═════ DOCUMENT EXCERPT ═════
Commercial Lease Default with Glenn Duker

Glenn Duker on Commercial Lease Default Law

In this episode of LawBizNews with Glenn Duker, Glenn talks about commercial lease default and the implications for both tenants and landlords.
Glenn Duker LawBizNews Podcast

Glenn is principal lawyer at PCL lawyers in Melbourne Australia.

In this conversational 20 minute podcast, Glenn covers legal issues and practical solutions to common scenarios that leaseholders find themselves in.

http://lawbiznews.com.au

Commercial Tenants Perspective

This episode covers default notices, breach remedy methods and other issues critical to tenants that have entered into commercial lease agreements.

Landlords Perspective

Glenn does and has acted in the past for landlords in the instances of commercial lease breaches or defaults by tenants.

Todays podcast is co-hosted, designed to provide a fresh and informative approach to the issues that matter for Victorian business owners.

FULL PODCAST INTERVIEW TRANSCRIPT

Click for Full Transcript

GLENN:              You’re listening to Law Biz News and I am Glenn Duker.

WES:                  Hi, you are also listening to Wes Ward, I will be the co-host today on Law Biz News with Glenn Duke. And Glenn, today we are discussing a very interesting topic, I think, which is commercial lease defaulting. Now I know that in your practice you deal a lot with both sides of the fence in terms of the tenants’ perspective, but also from the landlords’ perspective on this, and there are a million different scenarios that can sometimes happen I am sure. Probably a really good starting point is to look at what a default or a breach of a commercial agreement looks like in all the scenarios, so that then people know what we are talking about today. How does that sound?

GLENN:                   Yeah, sure! A breach of the lease can happen in many ways, the most frequent way is when there is a default in payment of the rent; that is the one you hear about the most. That is the one that results in a lock out notice being stuck on the door and the changing of locks and so on. There are other types of default as well. You can have a tenant who has carried out unauthorized works at the lease premises, you can have a tenant who is using the premises for a use other than the permitted use, that is a couple of examples. Lease defaults can be remedied as a rule and generally if it is a retail lease, there really needs to be an opportunity for a remedy to take place. The landlord has got to afford the tenant that opportunity as a rule.

WES:                        So, you know, you talk about remedying and giving the opportunity in the payment issue, yeah. Like it can be harsh if they miss payment by 3 days and then the landlord comes down with a sledge hammer. Is that an issue or is it got to be a remediation process built into a commercial agreement, you know, that could be a significant sticking point.
═════
TASK REQUIREMENTS:
a) Repeat the passage of the podcast page from "http://lawbiznews.com.au" up to and including "commercial lease agreements.".
b) According to the podcast page, where is PCL lawyers located?
The material that follows has no connection to the podcast page.
═════ EXCERPTED RECORDS ═════
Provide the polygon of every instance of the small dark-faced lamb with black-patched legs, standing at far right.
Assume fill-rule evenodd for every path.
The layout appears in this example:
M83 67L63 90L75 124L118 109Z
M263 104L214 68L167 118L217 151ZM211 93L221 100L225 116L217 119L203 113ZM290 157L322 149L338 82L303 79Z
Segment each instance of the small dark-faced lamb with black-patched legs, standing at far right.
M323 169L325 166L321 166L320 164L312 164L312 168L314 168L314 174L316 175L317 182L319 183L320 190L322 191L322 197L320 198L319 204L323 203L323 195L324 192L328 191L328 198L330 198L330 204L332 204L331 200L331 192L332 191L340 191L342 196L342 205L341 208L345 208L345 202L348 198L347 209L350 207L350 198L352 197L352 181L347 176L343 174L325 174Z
═════
EXERCISE RESULTS:
a)
http://lawbiznews.com.au

Commercial Tenants Perspective

This episode covers default notices, breach remedy methods and other issues critical to tenants that have entered into commercial lease agreements.

b) Melbourne, Australia